_WHAT THIS TASK INVOLVES_: Without including the images, transcribe each record precisely as it appears below.

Data records
· · ·

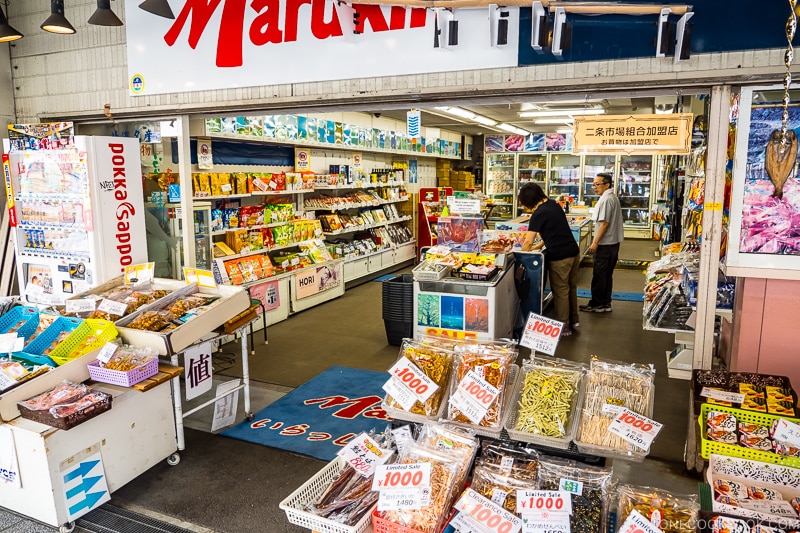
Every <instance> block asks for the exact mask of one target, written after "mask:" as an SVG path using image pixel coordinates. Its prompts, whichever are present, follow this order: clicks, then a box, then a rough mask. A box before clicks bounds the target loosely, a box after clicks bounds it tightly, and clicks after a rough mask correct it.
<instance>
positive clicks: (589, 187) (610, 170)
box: [581, 155, 618, 207]
mask: <svg viewBox="0 0 800 533" xmlns="http://www.w3.org/2000/svg"><path fill="white" fill-rule="evenodd" d="M616 166H617V157H616V156H613V155H586V156H584V159H583V196H581V201H582V202H583V203H584V205H586V206H588V207H594V205H595V204H596V203H597V200H598V199H599V198H600V196H599V195H597V194H596V193H595V192H594V189H593V188H592V183H594V178H595V177H597V175H598V174H600V173H601V172H607V173H609V174H611V176H612V177H616V176H617V174H618V173H617V171H616Z"/></svg>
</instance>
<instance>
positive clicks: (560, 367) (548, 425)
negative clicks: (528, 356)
mask: <svg viewBox="0 0 800 533" xmlns="http://www.w3.org/2000/svg"><path fill="white" fill-rule="evenodd" d="M584 372H585V368H584V367H583V366H582V365H578V364H575V363H570V362H569V361H565V360H563V359H551V360H547V359H534V360H528V361H525V363H523V365H522V376H521V377H520V379H521V380H523V381H522V387H521V392H520V398H519V404H518V411H517V419H516V424H515V425H514V430H516V431H522V432H525V433H532V434H534V435H541V436H544V437H553V438H563V437H565V436H566V435H567V433H568V432H569V426H570V423H571V422H572V416H573V414H574V411H573V408H574V406H575V402H576V401H577V399H578V391H579V390H580V382H581V378H582V376H583V374H584Z"/></svg>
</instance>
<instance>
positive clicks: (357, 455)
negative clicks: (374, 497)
mask: <svg viewBox="0 0 800 533" xmlns="http://www.w3.org/2000/svg"><path fill="white" fill-rule="evenodd" d="M336 455H338V456H339V457H341V458H342V459H344V460H345V461H346V462H347V463H348V464H349V465H350V466H352V467H353V468H354V469H355V471H356V472H358V473H359V474H361V475H362V476H364V477H369V476H371V475H372V474H374V473H375V467H377V466H378V465H382V464H383V463H385V462H386V461H387V460H388V459H389V457H391V455H392V452H391V451H388V450H384V449H383V448H381V447H380V446H378V443H377V442H375V441H374V440H372V439H371V438H370V437H369V435H367V434H366V433H362V434H360V435H359V436H357V437H356V438H354V439H353V440H351V441H350V442H348V443H347V445H346V446H345V447H344V448H342V449H341V450H339V453H337V454H336Z"/></svg>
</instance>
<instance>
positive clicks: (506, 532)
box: [454, 489, 522, 533]
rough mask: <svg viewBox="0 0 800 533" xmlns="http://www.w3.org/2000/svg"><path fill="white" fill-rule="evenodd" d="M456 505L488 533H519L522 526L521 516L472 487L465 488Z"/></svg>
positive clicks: (477, 525) (483, 529) (482, 530)
mask: <svg viewBox="0 0 800 533" xmlns="http://www.w3.org/2000/svg"><path fill="white" fill-rule="evenodd" d="M454 507H455V508H456V510H458V511H460V512H462V513H464V515H466V517H467V518H469V519H470V520H472V521H474V522H475V523H476V525H477V526H478V527H479V528H480V530H481V531H486V533H517V532H518V531H519V530H520V529H521V528H522V519H521V518H520V517H518V516H517V515H515V514H512V513H509V512H508V511H506V510H505V509H503V507H502V506H500V505H498V504H496V503H494V502H492V501H491V500H488V499H487V498H484V497H483V496H481V495H480V494H478V493H477V492H475V491H474V490H472V489H467V490H465V491H464V494H462V495H461V498H459V500H458V501H457V502H456V504H455V506H454Z"/></svg>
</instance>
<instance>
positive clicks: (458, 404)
mask: <svg viewBox="0 0 800 533" xmlns="http://www.w3.org/2000/svg"><path fill="white" fill-rule="evenodd" d="M498 394H500V391H499V390H498V389H497V387H494V386H492V385H491V384H490V383H489V382H488V381H486V380H485V379H483V378H482V377H481V376H480V375H478V373H477V372H475V371H474V370H470V371H469V372H468V373H467V375H466V376H464V378H463V379H462V380H461V381H460V382H459V383H458V387H457V388H456V391H455V392H454V393H453V396H451V397H450V405H452V406H453V407H455V408H456V409H458V410H459V411H461V412H462V413H463V414H464V416H466V417H467V418H469V420H470V421H471V422H472V423H473V424H476V425H477V424H480V423H481V420H483V418H484V417H485V416H486V411H488V410H489V407H491V405H492V402H494V400H495V398H497V395H498Z"/></svg>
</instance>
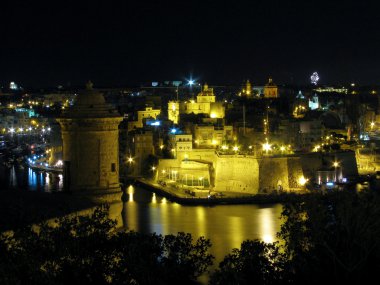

· · ·

_EXPECTED ANSWER_:
Every <instance> block asks for the exact mask of one target, written after "mask:" as an SVG path using image pixel coordinates. Its prompts, whichever are present, follow this order: clicks, then a box, then a rough mask. A box before clicks bounds the target loosely, a box after clicks bounds it tightly, and clicks after a rough mask correct it.
<instance>
positive clicks: (589, 187) (610, 170)
box: [581, 155, 618, 207]
mask: <svg viewBox="0 0 800 533" xmlns="http://www.w3.org/2000/svg"><path fill="white" fill-rule="evenodd" d="M616 166H617V157H616V156H613V155H586V156H584V159H583V196H581V201H582V202H583V203H584V205H586V206H588V207H594V205H595V204H596V203H597V200H598V199H599V198H600V196H599V195H597V194H596V193H595V192H594V189H593V188H592V183H594V178H595V177H597V175H598V174H600V173H601V172H607V173H609V174H611V176H612V177H616V176H617V174H618V173H617V171H616Z"/></svg>
</instance>
<instance>
positive clicks: (560, 367) (548, 425)
negative clicks: (528, 356)
mask: <svg viewBox="0 0 800 533" xmlns="http://www.w3.org/2000/svg"><path fill="white" fill-rule="evenodd" d="M584 372H585V368H584V367H583V366H582V365H578V364H575V363H570V362H569V361H565V360H563V359H551V360H547V359H534V360H528V361H525V363H523V365H522V376H521V377H520V379H521V380H523V381H522V387H521V392H520V398H519V404H518V411H517V419H516V424H515V425H514V430H516V431H522V432H525V433H532V434H534V435H541V436H544V437H553V438H563V437H565V436H566V435H567V433H568V432H569V426H570V423H571V422H572V416H573V414H574V411H573V408H574V406H575V402H576V401H577V399H578V391H579V390H580V382H581V378H582V376H583V374H584Z"/></svg>
</instance>
<instance>
positive clicks: (357, 455)
negative clicks: (374, 497)
mask: <svg viewBox="0 0 800 533" xmlns="http://www.w3.org/2000/svg"><path fill="white" fill-rule="evenodd" d="M336 455H338V456H339V457H341V458H342V459H344V460H345V461H346V462H347V463H348V464H349V465H350V466H352V467H353V468H354V469H355V471H356V472H358V473H359V474H361V475H362V476H364V477H369V476H371V475H372V474H374V473H375V467H377V466H378V465H382V464H383V463H385V462H386V461H387V460H388V459H389V457H391V455H392V452H391V451H388V450H384V449H383V448H381V447H380V446H378V443H377V442H375V441H374V440H372V439H371V438H370V437H369V435H367V434H366V433H362V434H360V435H359V436H357V437H356V438H354V439H353V440H351V441H350V442H348V443H347V445H346V446H345V447H344V448H342V449H341V450H339V453H337V454H336Z"/></svg>
</instance>
<instance>
positive clicks: (506, 532)
box: [454, 489, 522, 533]
rough mask: <svg viewBox="0 0 800 533" xmlns="http://www.w3.org/2000/svg"><path fill="white" fill-rule="evenodd" d="M456 505L488 533H519L522 526L521 516L472 487L465 488Z"/></svg>
positive clicks: (477, 525) (483, 529) (482, 530)
mask: <svg viewBox="0 0 800 533" xmlns="http://www.w3.org/2000/svg"><path fill="white" fill-rule="evenodd" d="M454 507H455V508H456V510H458V511H460V512H462V513H464V515H466V517H467V518H469V519H470V520H472V521H474V522H475V523H476V525H477V526H478V527H479V528H480V530H481V531H486V533H517V532H518V531H519V530H520V529H521V528H522V519H521V518H520V517H518V516H517V515H515V514H512V513H509V512H508V511H506V510H505V509H503V507H502V506H500V505H498V504H496V503H494V502H492V501H491V500H488V499H487V498H484V497H483V496H481V495H480V494H478V493H477V492H475V491H474V490H472V489H467V490H465V491H464V494H462V495H461V498H459V500H458V501H457V502H456V504H455V506H454Z"/></svg>
</instance>
<instance>
positive clicks: (458, 404)
mask: <svg viewBox="0 0 800 533" xmlns="http://www.w3.org/2000/svg"><path fill="white" fill-rule="evenodd" d="M498 394H500V391H499V390H498V389H497V387H494V386H492V385H491V384H490V383H489V382H488V381H486V380H485V379H483V378H482V377H481V376H480V375H478V373H477V372H475V371H474V370H470V371H469V372H468V373H467V375H466V376H464V378H463V379H462V380H461V381H460V382H459V383H458V387H457V388H456V391H455V392H454V393H453V396H451V397H450V405H452V406H453V407H455V408H456V409H458V410H459V411H461V412H462V413H463V414H464V416H466V417H467V418H469V420H470V421H471V422H472V423H473V424H476V425H477V424H480V423H481V420H483V418H484V417H485V416H486V411H488V410H489V407H491V405H492V402H494V400H495V398H497V395H498Z"/></svg>
</instance>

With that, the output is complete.